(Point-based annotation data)
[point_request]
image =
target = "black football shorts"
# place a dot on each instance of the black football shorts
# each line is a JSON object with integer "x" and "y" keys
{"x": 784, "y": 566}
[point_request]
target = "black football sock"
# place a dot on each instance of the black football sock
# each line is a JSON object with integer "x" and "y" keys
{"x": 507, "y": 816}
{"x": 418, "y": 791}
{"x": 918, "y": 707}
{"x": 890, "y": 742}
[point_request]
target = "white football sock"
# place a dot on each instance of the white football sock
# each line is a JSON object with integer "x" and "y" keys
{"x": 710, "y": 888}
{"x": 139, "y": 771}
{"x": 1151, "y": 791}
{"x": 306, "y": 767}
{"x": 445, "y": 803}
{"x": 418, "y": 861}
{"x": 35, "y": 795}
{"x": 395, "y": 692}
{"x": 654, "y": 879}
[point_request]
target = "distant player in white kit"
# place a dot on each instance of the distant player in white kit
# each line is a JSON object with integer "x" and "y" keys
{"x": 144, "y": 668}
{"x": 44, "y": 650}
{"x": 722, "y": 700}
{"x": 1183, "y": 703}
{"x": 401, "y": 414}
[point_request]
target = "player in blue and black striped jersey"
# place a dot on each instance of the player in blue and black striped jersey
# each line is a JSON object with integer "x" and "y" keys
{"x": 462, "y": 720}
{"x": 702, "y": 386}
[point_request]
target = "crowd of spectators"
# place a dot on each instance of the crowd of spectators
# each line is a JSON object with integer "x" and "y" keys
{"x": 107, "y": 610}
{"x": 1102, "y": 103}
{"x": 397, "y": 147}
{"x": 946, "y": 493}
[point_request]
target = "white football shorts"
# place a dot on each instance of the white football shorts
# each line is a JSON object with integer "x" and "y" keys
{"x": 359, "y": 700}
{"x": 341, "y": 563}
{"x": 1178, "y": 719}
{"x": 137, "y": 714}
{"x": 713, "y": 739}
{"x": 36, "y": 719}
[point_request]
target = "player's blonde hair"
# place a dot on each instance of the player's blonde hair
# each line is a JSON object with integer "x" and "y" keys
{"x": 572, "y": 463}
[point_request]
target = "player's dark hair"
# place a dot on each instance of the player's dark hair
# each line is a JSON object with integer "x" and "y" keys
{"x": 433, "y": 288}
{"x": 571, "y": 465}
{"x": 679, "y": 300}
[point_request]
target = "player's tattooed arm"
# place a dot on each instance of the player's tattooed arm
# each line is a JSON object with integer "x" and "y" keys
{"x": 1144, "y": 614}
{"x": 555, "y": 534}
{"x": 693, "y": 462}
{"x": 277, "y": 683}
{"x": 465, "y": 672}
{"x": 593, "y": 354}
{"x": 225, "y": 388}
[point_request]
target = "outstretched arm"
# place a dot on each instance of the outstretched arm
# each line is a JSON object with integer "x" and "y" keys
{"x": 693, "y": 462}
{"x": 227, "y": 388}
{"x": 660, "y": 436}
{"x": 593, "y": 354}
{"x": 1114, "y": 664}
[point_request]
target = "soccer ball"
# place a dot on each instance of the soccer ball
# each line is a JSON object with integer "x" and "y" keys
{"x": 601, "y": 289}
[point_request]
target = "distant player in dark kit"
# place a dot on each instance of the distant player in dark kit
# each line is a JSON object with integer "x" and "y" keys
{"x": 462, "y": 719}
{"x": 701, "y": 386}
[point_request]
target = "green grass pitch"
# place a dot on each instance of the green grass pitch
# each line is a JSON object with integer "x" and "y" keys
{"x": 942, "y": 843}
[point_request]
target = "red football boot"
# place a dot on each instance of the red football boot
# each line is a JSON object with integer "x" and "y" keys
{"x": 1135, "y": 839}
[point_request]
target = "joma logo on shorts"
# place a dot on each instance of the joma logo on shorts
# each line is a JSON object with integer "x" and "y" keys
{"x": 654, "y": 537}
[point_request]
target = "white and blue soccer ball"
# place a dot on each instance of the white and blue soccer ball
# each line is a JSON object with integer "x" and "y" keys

* **Written instruction**: Exactly reproduce every line of the records.

* **Task output**:
[point_request]
image =
target = "black football shorts"
# place a dot on each instance of the black football shorts
# each line is a JSON object with integer "x" and "y" keys
{"x": 784, "y": 566}
[point_request]
target = "black football sock"
# place a dot on each instance of the black football sock
# each line is a JSON object with integer "x" and "y" keys
{"x": 507, "y": 816}
{"x": 418, "y": 791}
{"x": 918, "y": 707}
{"x": 890, "y": 742}
[point_request]
target = "white football sock"
# place a dot on each instance of the white football sock
# each line is a JSON object with integer "x" and "y" keys
{"x": 710, "y": 888}
{"x": 139, "y": 771}
{"x": 1151, "y": 791}
{"x": 306, "y": 767}
{"x": 445, "y": 803}
{"x": 418, "y": 861}
{"x": 35, "y": 795}
{"x": 395, "y": 692}
{"x": 654, "y": 879}
[point_request]
target = "distant player in white kit"
# place a dot on each instance of the distant player in white kit
# each line is a JSON object with integer "x" and "y" keys
{"x": 144, "y": 668}
{"x": 44, "y": 650}
{"x": 722, "y": 700}
{"x": 1183, "y": 703}
{"x": 401, "y": 414}
[point_request]
target = "player in blue and black striped jersey"
# place a dot on each instance of the player in blue and black striped jersey
# each line is a JSON object with integer "x" and "y" keys
{"x": 462, "y": 720}
{"x": 702, "y": 386}
[point_request]
target = "crowd of spectators"
# place a dot on each instance of the crowd of spectators
# each line is a JSON object with integer "x" and "y" keys
{"x": 107, "y": 610}
{"x": 1102, "y": 103}
{"x": 397, "y": 147}
{"x": 946, "y": 493}
[point_request]
target = "white football shorts"
# place a dot on each instance of the white football shorts
# each line is a JSON object with integer "x" and "y" keys
{"x": 359, "y": 700}
{"x": 341, "y": 563}
{"x": 1178, "y": 719}
{"x": 137, "y": 714}
{"x": 713, "y": 739}
{"x": 36, "y": 719}
[point_request]
target = "player's blonde hair"
# place a dot on each instance of the player's blonde hair
# each line is a JSON object with integer "x" and "y" keys
{"x": 572, "y": 463}
[point_request]
target = "player's dark hair"
# place a dot on each instance of the player's dark hair
# each line is a JSON object with integer "x" and "y" keys
{"x": 433, "y": 288}
{"x": 571, "y": 465}
{"x": 679, "y": 300}
[point_request]
target = "player's tattooed arm"
# place a dot on each instance of the player's tattooed arm
# each line is a JSON object with integer "x" and "y" keys
{"x": 1144, "y": 614}
{"x": 555, "y": 534}
{"x": 693, "y": 462}
{"x": 277, "y": 683}
{"x": 465, "y": 672}
{"x": 593, "y": 354}
{"x": 225, "y": 388}
[point_request]
target = "outstretched arm"
# place a dot on each instance of the outstretched arm
# each line is a JSON object with integer "x" and "y" keys
{"x": 693, "y": 462}
{"x": 227, "y": 388}
{"x": 660, "y": 436}
{"x": 593, "y": 354}
{"x": 1114, "y": 664}
[point_request]
target = "soccer ball"
# place a dot on each instance of the soccer ball
# each line is a JSON object with integer "x" and "y" keys
{"x": 601, "y": 289}
[point_request]
target = "distant player in dark kit"
# place a dot on each instance of the distant player in dark kit
# each line is a JSON object with integer "x" and "y" keys
{"x": 462, "y": 719}
{"x": 701, "y": 386}
[point_request]
target = "green grass pitch"
# place a dot on each instance of the green grass pitch
# each line is a JSON object with integer "x" and "y" keys
{"x": 942, "y": 843}
[point_request]
target = "red football boot"
# place a dot on each instance of the red football boot
# each line is a JSON object with integer "x" and "y" keys
{"x": 1135, "y": 839}
[point_request]
target = "joma logo on shorts"
# place a dot on each instance of the joma logo on shorts
# each line is a JSON object with integer "x" and "y" keys
{"x": 654, "y": 537}
[point_request]
target = "white and blue soccer ball"
# place a dot on each instance of the white and blue soccer ball
# each line is a JSON object with integer "x" and "y" keys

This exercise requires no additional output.